Le langage a une étrange capacité, celle de dévoiler et de cacher la vérité tout à la fois. Nous parlons et évoquons le réel via des phonèmes, des chaines d’expression qui visent et décrivent le réel qui nous semble commun. Cette foi dans le langage prend racine dans la nomination paternelle si l’on en croit les psychanalystes. L’inscription dans le champs du langage fonde le fait que l’enfant s’inscrit dans le cycle des générations et donc le temps. Le temps créé par Dieu nous précède toujours.

Le rapport à la vérité fonde le langage humain qui reste un point de vue, une approximation, un fragment de vérité.

On trouve chez Orwell d’étranges échos de la Torah et de ce que nous avons dit. Syme, qui travaille au Service des Recherches du Ministère de la vérité d’un Etat totalitaire contrôlé par Big Brother y dit ceci:

« C’est une belle chose, la destruction des mots. Naturellement, c’est dans les verbes et les adjectifs qu’il y a le plus de déchets, mais il y a des centaines de noms dont on peut aussi se débarrasser. Pas seulement les synonymes, il y a aussi les antonymes. Après tout, quelle raison d’exister y a-t-il pour un mot qui n’est que le contraire d’un autre ? Les mots portent en eux-mêmes leur contraire. Prenez « bon », par exemple. Si vous avez un mot comme « bon » quelle nécessité y a-t-il à avoir un mot comme « mauvais » ? « Inbon » fera tout aussi bien, mieux même, parce qu’il est l’opposé exact de bon, ce que n’est pas l’autre mot. Et si l’on désire un mot plus fort que « bon », quel sens y a-t-il à avoir toute une chaîne de mots vagues et inutiles comme « excellent », « splendide » et tout le reste ? « Plusbon » englobe le sens de tous ces mots, et, si l’on veut un mot encore plus fort, il y a « double-plusbon ». Naturellement, nous employons déjà ces formes, mais dans la version définitive du novlangue, il n’y aura plus rien d’autre. En résumé, la notion complète du bon et du mauvais sera couverte par six mots seulement, en réalité un seul mot. Voyez-vous, Winston, l’originalité de cela ? Naturellement, ajouta-t-il après coup, l’idée vient de Big Brother. (Orwell, 1984)
————
• TÂCHE COURTE: Pouvez-vous mettre à jour le passage du texte sur le langage qui commence aux mots « Le langage a » et s'arrête après « fragment de vérité. », en remplaçant « vérité » par « réalité » ? Les lignes qui suivent proviennent d'une autre source.
————
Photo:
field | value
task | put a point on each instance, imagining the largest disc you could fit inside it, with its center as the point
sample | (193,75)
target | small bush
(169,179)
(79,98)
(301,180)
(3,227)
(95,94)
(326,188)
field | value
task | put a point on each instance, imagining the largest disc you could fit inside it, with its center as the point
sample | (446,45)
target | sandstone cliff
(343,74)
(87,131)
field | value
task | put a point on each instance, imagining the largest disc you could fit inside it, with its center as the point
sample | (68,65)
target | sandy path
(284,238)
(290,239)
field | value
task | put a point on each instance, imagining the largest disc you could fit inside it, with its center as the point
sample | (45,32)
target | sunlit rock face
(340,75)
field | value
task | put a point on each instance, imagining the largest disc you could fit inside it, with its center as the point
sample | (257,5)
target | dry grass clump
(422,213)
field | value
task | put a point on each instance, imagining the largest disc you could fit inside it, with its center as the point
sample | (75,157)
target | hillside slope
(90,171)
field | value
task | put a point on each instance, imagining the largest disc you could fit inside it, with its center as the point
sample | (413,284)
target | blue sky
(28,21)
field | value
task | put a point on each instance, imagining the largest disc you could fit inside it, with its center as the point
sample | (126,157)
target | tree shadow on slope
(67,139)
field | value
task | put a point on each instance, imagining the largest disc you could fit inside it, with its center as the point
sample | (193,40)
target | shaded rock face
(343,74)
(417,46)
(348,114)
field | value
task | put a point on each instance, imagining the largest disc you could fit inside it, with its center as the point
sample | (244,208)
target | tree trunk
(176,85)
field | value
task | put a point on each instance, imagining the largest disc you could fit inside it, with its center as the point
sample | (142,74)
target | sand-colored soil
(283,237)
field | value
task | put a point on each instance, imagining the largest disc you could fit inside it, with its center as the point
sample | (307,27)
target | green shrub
————
• BONNE RÉPONSE:
Le langage a une étrange capacité, celle de dévoiler et de cacher la réalité tout à la fois. Nous parlons et évoquons le réel via des phonèmes, des chaines d’expression qui visent et décrivent le réel qui nous semble commun. Cette foi dans le langage prend racine dans la nomination paternelle si l’on en croit les psychanalystes. L’inscription dans le champs du langage fonde le fait que l’enfant s’inscrit dans le cycle des générations et donc le temps. Le temps créé par Dieu nous précède toujours.

Le rapport à la réalité fonde le langage humain qui reste un point de vue, une approximation, un fragment de réalité.